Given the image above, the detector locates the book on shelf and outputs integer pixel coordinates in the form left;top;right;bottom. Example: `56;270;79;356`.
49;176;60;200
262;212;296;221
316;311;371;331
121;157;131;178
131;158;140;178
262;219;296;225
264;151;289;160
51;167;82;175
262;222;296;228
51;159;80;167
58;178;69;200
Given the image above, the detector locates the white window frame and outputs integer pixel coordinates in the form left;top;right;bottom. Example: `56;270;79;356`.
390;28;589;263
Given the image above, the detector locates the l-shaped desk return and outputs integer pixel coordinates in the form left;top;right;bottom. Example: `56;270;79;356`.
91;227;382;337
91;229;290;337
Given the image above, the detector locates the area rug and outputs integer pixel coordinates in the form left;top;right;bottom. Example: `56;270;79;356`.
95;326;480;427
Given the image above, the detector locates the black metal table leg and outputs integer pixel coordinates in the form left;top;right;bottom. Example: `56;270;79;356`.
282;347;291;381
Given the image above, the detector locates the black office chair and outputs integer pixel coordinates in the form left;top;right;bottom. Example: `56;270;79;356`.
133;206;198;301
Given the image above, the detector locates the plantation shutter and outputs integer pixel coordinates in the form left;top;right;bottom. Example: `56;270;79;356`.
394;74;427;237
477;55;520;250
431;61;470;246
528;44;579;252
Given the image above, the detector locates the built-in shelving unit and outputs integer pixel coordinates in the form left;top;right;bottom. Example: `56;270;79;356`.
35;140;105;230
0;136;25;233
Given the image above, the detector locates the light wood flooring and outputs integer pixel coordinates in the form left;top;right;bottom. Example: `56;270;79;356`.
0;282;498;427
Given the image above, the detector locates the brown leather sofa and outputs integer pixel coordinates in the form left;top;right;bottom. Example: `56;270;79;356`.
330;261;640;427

### [PROBLEM DESCRIPTION]
Can you write out the records verbatim, from their very first line through the line containing "58;178;69;200", inclusive?

### [RESULT FOR THIS TASK]
Given the image above, the detector locates the book on shelf and outputs integer pixel coordinates in the form left;top;right;bottom. Example: `56;270;79;356`.
49;176;60;200
262;212;296;221
316;311;371;331
121;157;131;178
131;158;140;178
262;219;296;225
264;151;289;160
51;167;82;175
262;222;296;228
51;159;80;167
58;178;69;200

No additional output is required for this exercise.